Stated goal ▸ Turn the section of the material that opens with the line containing "One point belongs to each instance of the sun" and closes with the line containing "[[444, 120]]" into a numbered list. Include both of those lines, give each line its own number, and skip any blank lines.

[Excerpts of pointing data]
--

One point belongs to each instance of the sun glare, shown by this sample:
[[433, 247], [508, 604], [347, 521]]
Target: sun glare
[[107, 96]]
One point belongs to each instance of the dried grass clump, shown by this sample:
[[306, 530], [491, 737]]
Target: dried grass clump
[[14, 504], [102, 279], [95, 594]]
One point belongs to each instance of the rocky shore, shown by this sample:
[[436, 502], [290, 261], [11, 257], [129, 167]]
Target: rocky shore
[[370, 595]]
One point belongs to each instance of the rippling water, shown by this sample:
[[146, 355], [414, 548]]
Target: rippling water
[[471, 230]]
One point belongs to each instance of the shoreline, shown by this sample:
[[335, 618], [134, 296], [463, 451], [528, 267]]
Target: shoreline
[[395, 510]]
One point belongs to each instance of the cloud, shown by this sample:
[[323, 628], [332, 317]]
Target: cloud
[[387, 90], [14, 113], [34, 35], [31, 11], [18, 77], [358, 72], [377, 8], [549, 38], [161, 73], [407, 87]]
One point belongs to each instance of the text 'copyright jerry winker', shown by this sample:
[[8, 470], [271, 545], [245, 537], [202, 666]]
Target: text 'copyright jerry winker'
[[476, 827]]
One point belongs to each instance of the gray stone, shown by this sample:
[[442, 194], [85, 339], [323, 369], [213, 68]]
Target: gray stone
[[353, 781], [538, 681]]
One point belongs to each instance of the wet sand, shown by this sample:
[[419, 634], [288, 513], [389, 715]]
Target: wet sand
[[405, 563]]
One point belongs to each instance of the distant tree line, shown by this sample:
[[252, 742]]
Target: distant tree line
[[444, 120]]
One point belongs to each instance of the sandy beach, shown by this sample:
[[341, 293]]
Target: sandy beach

--

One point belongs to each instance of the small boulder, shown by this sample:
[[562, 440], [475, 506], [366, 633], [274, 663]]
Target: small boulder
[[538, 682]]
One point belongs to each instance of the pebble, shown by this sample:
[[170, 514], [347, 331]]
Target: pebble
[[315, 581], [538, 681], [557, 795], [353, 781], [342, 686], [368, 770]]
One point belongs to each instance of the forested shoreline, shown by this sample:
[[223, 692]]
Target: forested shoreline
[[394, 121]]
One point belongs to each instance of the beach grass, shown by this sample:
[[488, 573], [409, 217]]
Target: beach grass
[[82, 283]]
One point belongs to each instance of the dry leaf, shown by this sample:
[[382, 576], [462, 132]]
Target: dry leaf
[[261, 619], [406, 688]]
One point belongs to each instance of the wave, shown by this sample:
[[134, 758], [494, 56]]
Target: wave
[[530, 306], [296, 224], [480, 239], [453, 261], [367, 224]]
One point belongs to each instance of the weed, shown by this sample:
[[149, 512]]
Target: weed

--

Written response ▸
1. One point belongs to each instance of the sun glare, shown by this sample:
2. [[433, 247], [508, 604], [347, 521]]
3. Target: sun glare
4. [[107, 96]]
5. One point belongs to each instance of the dried grass clump, shown by this sample:
6. [[306, 530], [491, 737]]
7. Target: dried grass clump
8. [[14, 504], [102, 279], [95, 594]]
9. One point belongs to each instance of the rocky shore, shown by this sample:
10. [[436, 502], [290, 261], [11, 257], [129, 167]]
11. Target: rocky shore
12. [[370, 595]]
13. One point belongs to each instance of the rippling water, shown by this sample:
14. [[146, 355], [414, 548]]
15. Target: rippling water
16. [[471, 230]]
17. One point belongs to each instance of the shoreline, shown by this sample:
18. [[335, 618], [134, 296], [463, 451], [528, 267]]
19. Target: shoreline
20. [[395, 510]]
21. One point belongs to each instance of the cloud, shown by this sample:
22. [[323, 628], [332, 317]]
23. Target: cloud
24. [[387, 90], [14, 113], [34, 35], [31, 11], [18, 77], [358, 72], [377, 8], [549, 38], [161, 73], [407, 87]]
25. One point belongs to each instance of the text 'copyright jerry winker', shown by this sample:
26. [[8, 470], [271, 545], [245, 537], [202, 666]]
27. Target: text 'copyright jerry winker'
28. [[476, 827]]
29. One point belongs to each instance of the gray stone, shown by this sample:
30. [[442, 194], [85, 339], [323, 369], [213, 68]]
31. Target: gray stone
32. [[353, 781], [538, 681]]
33. One point belongs to each instance of the wet sand, shown by this sample:
34. [[419, 634], [288, 513], [389, 715]]
35. Target: wet sand
36. [[405, 563]]
37. One point belongs to each instance of the distant tree line, shown by this sample:
38. [[252, 742]]
39. Target: distant tree line
40. [[444, 120]]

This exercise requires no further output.